▶ [ФОРМУЛИРОВКА ЗАДАНИЯ]:
Как в тексте о гностической Софии названа сила, которая удерживает Софию от растворения во «всеобщей сущности» Отца?

▶ [ПРЕДЛАГАЕМЫЙ ТЕКСТ]:
-*-
Итак, София – самый младший, тридцатый эон («эон» – это тот или иной тип «вечносущего») из числа тех, что составляют божественную «полноту», или Плерому. Со всей пылкостью юного существа София охвачена любовью и страстью, дерзостно стремясь постигнуть величие того, кто именуется первым эоном, или Отцом, и является вообще одним из Первоначал бытия, или Бездной. Однако от опасности, грозящей растворением во «всеобщей сущности» и «сладкой радости» Отца, удерживает Софию сила под названием «Предел», или «Крест». София вынуждена отбросить свою дерзостную мысль, питаемую страстью к познанию. Она вновь возвращается в состав «полноты», нарушенная гармония восстанавливается, но независимо от Плеромы все-таки сохраняет свое существование жалкий, лишенный формы и образа «недоносок» – «мысль» Софии и порожденная ею страсть. Однако это аморфное, как бы случайно брошенное в пустоту и мрак существо возрождается к жизни благодаря милосердию Христа, рожденного Умом, то есть тоже одним из первых эонов Плеромы. Теперь эта «мысль» Софии под именем Ахамот получает от Христа новую жизнь, согласно ее сущности, то есть осознает свой разум и образ, свойственный бессмертной мысли, уже вполне умственно мечтая соединиться с Христом. Вновь остановленная «Пределом», Ахамот мучится от одиночества, переживает печаль и страхи. Но ее поддерживает новое состояние ее души, а именно обращение к тому, кто созидает жизнь. И эта ее обращенность к творческим принципам жизни дает начало материальному космосу, душе мира и Демиургу.
Наконец сжалившийся Христос посылает к несчастной Ахамот Параклета-Утешителя, или, что то же, Иисуса, Спасителя. Именно с ним вступает в брак Ахамот, предварительно освободившись от страстей и получив возможность в радости созерцать божественный свет. От душевной сущности Ахамот произошел, как уже говорилось, Демиург, создавший все небесное и земное, то, что находится вне божественной «полноты». Из печали Ахамот возникли духи злобы и сам Космократор, Дьявол. Таким образом оказалось, что Ахамот («Мать», «София», «Святой Дух») заняла «наднебесное место» – «Середину», Демиург, ее сын, – «небесное место», а Космократор – земной мир, где он и царствует.
Однако наступят времена, когда София-Ахамот во всей полноте своей умной сущности войдет в Плерому, оставив наднебесное место своему сыну Демиургу. Но эта грядущая гармония таит в себе начало эсхатологической катастрофы, так как весь космос погибнет в огненной стихии, вырвавшейся из его собственных недр, и вновь воцарится небытие, как бы знаменуя тщетность усилий Софии-Ахамот, некогда возлюбившей того, кто созидает жизнь.
Вся эта характеристика валентинианства как одного из главнейших типов гностицизма дает очень много для понимания концепции Софии Вл. Соловьева, изображая, впрочем, не столько то, чем является София у Вл. Соловьева, сколько то, чем она у него не является. А это очень важно потому, что о связях Вл. Соловьева с теософско-гностической литературой не раз высказывались чересчур преувеличенные взгляды. Некоторые черты гностической Софии уже были указаны у нас выше; но сейчас, после учета материалов Иринея Лионского, о гностической Софии можно сказать гораздо больше.
-*-
▶ [ИСХОДНЫЕ ДАННЫЕ]:

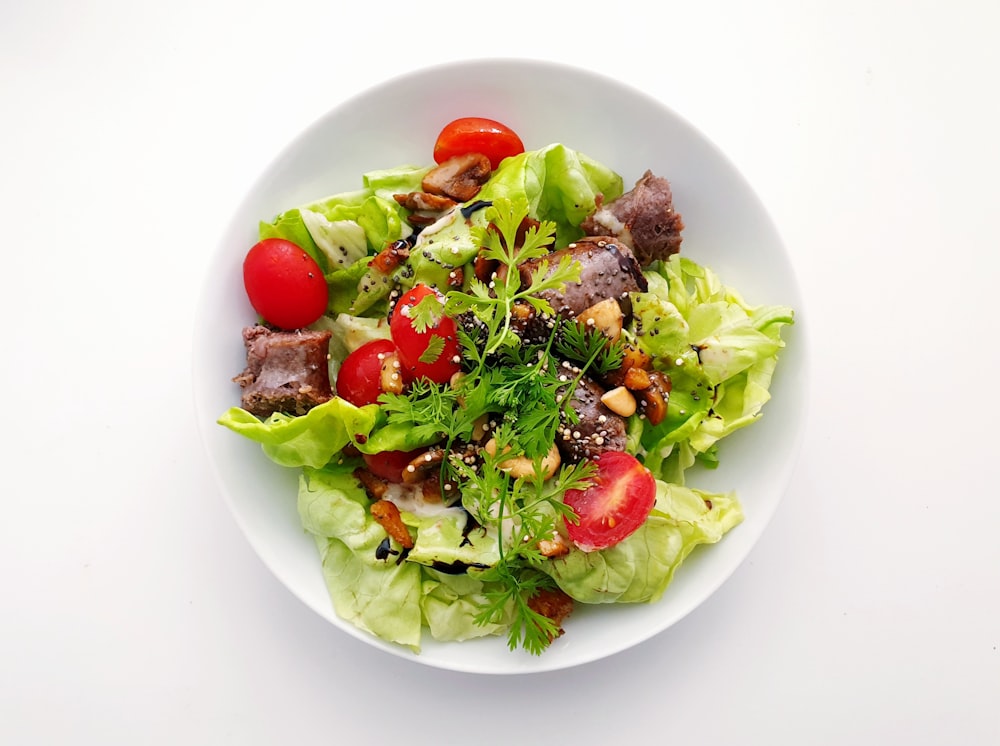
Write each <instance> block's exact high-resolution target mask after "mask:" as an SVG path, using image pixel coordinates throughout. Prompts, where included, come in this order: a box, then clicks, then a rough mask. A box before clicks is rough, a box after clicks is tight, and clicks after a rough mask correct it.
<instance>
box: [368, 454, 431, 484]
-*-
▶ [РЕШЕНИЕ ЗАДАНИЯ]:
Это сила под названием «Предел», или «Крест».